▶ [Reading passage]:

The energy bill that passed last month increased the standards by 40 percent by 2020, and although the carmakers in the end accepted the boost, they had to be dragged to that decision. Their executives argued that, for them, the outcome could have been worse -- but isn't that always the case?
Student lenders dependent on federal subsidies were also pared back significantly in 2007, despite heavy lobbying to avoid the hit. The $85 billion-a-year student loan industry also became a target for the Democratic-led Congress and the subject of a nationwide investigation into questionable business practices. The cutbacks and bad publicity have wreaked havoc on the industry's biggest player, Sallie Mae, and were partly responsible for the scuttling of a $25 billion acquisition of the company.
Thanks to the meltdown of the subprime mortgage industry in 2007, mortgage lenders face new federal restrictions on their lending practices, mostly imposed by the Federal Reserve, and are likely to shoulder even more written by Congress this year.
Drug and oil companies were major targets of Congress's Democratic majority in 2007, but they fended off the strongest assaults. The pharmaceuticals ducked a proposal to force them to negotiate prescription drug prices under Medicare. Oil companies got lawmakers to remove a multibillion-dollar tax increase from the energy bill.

▶ [Given information]:
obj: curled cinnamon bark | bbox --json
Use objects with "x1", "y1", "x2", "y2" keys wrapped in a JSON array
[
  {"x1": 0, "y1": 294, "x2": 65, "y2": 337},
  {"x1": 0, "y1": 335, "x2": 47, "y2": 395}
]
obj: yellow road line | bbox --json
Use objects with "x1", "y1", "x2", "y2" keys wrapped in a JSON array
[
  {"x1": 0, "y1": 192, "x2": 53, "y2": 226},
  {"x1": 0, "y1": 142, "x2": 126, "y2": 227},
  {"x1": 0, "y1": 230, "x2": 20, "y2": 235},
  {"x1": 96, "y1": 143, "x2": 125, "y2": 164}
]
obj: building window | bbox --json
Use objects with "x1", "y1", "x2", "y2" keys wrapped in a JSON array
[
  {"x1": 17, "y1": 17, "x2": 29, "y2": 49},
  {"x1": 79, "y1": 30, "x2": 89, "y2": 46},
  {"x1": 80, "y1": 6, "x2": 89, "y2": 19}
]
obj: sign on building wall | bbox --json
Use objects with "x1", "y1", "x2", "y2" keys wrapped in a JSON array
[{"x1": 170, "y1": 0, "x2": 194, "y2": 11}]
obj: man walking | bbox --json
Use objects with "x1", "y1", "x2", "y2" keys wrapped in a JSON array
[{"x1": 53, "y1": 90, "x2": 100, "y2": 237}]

▶ [Your instructions]:
From the passage on Congress and industry, pull out the part that opens with "The energy bill that" and closes with "always the case?". This data has nothing to do with the passage on Congress and industry.

▶ [Solution for this exercise]:
The energy bill that passed last month increased the standards by 40 percent by 2020, and although the carmakers in the end accepted the boost, they had to be dragged to that decision. Their executives argued that, for them, the outcome could have been worse -- but isn't that always the case?